Task prompt
Please find every line in the items that contains the word "dead" and copy each one out in full. Case counts.

Given information
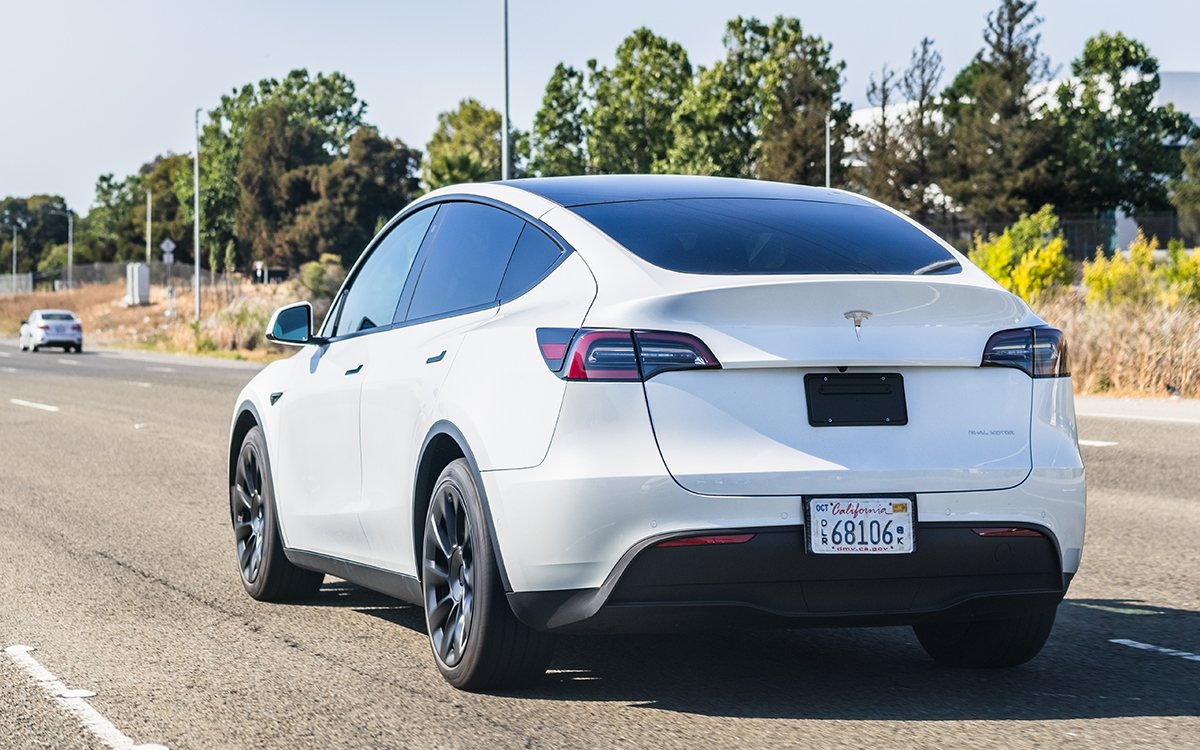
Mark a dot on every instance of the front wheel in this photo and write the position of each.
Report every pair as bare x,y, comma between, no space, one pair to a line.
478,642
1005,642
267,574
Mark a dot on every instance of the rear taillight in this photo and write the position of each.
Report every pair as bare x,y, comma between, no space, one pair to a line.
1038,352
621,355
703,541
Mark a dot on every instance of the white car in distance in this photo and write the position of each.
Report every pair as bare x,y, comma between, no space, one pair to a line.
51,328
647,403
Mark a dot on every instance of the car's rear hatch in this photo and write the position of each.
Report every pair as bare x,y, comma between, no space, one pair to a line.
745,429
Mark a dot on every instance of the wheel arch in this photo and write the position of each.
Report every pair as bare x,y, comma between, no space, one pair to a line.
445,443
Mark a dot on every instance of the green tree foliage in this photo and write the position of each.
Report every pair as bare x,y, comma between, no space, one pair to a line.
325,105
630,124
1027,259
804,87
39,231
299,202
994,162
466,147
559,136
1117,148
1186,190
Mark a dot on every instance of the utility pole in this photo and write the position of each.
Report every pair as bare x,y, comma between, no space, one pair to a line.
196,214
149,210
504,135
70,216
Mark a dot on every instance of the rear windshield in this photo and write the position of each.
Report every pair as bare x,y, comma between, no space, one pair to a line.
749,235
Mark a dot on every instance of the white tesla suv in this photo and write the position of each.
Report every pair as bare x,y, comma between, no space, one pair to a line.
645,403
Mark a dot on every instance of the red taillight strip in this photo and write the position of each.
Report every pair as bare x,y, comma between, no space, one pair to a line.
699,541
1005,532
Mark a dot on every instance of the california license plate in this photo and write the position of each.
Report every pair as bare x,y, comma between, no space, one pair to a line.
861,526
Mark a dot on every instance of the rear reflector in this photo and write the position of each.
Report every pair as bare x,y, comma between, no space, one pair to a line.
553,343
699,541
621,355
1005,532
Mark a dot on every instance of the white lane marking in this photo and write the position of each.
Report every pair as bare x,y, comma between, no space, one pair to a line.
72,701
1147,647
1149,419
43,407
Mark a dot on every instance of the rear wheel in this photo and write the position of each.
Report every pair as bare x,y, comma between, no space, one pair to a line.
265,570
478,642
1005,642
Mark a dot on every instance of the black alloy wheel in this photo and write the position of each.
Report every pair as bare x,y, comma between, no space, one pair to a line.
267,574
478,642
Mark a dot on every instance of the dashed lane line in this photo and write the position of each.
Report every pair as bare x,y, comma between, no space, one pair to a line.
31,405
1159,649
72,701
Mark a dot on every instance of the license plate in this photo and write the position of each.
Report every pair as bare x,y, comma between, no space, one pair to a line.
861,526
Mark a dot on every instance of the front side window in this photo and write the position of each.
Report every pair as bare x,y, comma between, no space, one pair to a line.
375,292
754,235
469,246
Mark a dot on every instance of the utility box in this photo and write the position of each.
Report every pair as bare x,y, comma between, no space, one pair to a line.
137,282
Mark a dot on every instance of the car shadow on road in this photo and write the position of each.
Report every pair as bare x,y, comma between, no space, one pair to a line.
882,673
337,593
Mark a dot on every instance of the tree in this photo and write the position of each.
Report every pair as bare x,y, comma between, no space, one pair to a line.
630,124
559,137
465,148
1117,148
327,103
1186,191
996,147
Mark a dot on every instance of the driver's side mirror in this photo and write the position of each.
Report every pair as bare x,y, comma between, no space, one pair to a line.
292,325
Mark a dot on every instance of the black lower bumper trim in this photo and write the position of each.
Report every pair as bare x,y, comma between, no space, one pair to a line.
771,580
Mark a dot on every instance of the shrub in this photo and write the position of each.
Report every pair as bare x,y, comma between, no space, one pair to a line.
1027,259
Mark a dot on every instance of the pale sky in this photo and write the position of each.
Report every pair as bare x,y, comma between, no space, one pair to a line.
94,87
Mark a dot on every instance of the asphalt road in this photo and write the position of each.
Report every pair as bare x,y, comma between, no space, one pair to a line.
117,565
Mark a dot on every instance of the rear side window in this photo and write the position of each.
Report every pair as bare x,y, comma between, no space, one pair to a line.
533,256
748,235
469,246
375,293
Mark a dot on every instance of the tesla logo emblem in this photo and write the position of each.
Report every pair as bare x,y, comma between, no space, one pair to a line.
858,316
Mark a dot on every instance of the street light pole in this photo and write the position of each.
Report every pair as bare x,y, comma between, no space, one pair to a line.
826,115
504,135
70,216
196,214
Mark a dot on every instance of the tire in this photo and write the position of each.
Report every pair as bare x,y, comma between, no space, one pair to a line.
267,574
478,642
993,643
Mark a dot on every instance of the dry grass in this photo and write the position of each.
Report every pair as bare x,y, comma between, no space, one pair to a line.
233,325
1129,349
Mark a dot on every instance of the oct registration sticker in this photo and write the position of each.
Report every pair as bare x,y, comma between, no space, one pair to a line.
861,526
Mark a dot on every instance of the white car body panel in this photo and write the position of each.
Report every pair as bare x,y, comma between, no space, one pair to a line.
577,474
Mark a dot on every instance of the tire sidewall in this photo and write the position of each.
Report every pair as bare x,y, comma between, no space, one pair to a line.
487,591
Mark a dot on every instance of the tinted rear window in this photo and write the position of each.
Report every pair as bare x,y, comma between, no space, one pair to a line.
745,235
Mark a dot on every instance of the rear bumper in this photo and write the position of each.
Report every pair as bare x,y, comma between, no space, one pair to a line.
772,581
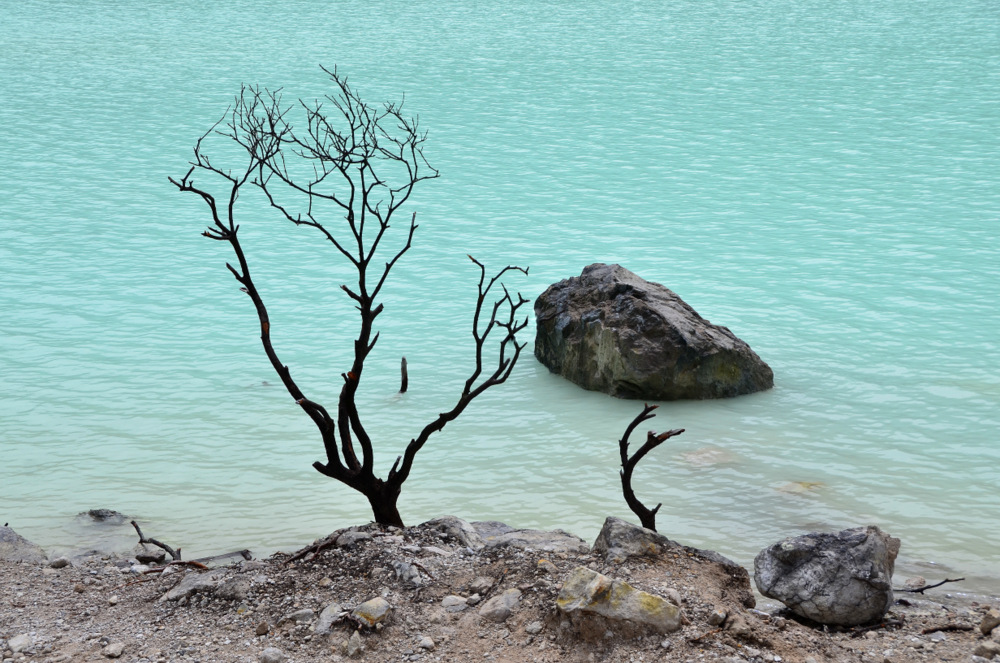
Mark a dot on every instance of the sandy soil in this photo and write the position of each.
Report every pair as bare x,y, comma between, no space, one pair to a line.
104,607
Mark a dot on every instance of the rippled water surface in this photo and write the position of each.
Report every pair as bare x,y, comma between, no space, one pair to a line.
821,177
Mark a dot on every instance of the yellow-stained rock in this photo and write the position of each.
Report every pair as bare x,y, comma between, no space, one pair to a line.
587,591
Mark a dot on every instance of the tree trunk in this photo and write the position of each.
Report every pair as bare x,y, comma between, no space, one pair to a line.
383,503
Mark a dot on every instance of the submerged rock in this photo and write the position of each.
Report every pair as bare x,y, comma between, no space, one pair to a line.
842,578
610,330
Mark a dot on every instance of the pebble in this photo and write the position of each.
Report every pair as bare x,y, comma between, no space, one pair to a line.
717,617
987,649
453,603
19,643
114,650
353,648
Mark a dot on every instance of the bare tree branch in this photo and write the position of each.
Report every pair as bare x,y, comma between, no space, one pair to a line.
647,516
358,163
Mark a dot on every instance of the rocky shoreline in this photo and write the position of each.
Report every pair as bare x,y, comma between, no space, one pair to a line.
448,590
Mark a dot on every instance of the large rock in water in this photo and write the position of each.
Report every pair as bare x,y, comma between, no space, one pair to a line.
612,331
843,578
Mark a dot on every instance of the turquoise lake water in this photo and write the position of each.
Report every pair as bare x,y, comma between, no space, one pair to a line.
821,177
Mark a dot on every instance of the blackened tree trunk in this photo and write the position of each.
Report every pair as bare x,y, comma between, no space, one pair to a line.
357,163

==

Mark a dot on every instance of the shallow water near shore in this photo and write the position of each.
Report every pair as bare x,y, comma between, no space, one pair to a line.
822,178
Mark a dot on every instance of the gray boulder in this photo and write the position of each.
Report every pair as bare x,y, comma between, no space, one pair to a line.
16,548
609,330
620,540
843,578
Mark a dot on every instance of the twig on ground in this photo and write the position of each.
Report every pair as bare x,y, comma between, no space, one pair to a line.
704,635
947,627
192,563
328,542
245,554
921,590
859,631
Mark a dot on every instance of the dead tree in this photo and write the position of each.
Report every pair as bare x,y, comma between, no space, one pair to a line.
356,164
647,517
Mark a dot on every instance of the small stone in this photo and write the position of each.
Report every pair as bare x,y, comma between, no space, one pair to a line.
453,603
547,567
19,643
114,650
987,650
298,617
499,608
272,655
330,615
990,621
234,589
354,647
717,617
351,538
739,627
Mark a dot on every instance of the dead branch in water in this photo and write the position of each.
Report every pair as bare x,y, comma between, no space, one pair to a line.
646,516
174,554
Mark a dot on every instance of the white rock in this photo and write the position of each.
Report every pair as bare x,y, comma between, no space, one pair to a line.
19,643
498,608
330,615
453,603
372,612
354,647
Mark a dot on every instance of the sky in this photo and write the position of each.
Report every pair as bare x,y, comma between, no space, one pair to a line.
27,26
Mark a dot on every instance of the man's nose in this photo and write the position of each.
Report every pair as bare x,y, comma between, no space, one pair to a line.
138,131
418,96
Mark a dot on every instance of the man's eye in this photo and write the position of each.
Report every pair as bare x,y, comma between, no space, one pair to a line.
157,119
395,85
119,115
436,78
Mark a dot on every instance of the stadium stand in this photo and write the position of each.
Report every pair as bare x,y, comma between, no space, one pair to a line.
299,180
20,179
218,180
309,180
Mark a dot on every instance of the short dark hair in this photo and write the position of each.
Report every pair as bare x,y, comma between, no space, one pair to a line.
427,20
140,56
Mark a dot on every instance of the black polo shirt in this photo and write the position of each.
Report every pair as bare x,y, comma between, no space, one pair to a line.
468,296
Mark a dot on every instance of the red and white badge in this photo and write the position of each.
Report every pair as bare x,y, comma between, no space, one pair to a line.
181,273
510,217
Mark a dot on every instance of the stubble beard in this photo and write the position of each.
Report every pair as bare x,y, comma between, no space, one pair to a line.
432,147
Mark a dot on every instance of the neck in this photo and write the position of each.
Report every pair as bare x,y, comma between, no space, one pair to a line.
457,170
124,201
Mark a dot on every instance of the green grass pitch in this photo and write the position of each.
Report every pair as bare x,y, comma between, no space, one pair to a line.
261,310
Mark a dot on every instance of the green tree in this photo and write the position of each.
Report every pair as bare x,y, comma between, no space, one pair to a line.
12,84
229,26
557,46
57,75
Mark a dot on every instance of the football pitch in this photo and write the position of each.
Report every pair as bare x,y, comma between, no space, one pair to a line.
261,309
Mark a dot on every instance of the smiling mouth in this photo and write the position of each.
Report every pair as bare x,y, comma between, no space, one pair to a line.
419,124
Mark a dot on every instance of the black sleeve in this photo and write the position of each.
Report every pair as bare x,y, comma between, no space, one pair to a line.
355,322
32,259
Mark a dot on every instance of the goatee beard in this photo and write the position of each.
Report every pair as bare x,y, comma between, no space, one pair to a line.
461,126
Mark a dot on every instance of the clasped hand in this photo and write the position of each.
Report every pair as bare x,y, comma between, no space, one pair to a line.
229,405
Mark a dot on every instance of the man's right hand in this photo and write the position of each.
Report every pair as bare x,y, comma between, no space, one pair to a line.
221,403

Exercise solution
Mark a dot on every instance of the dead tree in this photo and write the position of each.
Mark a dot on every instance of the dead branch in water in this photo and write the position of each.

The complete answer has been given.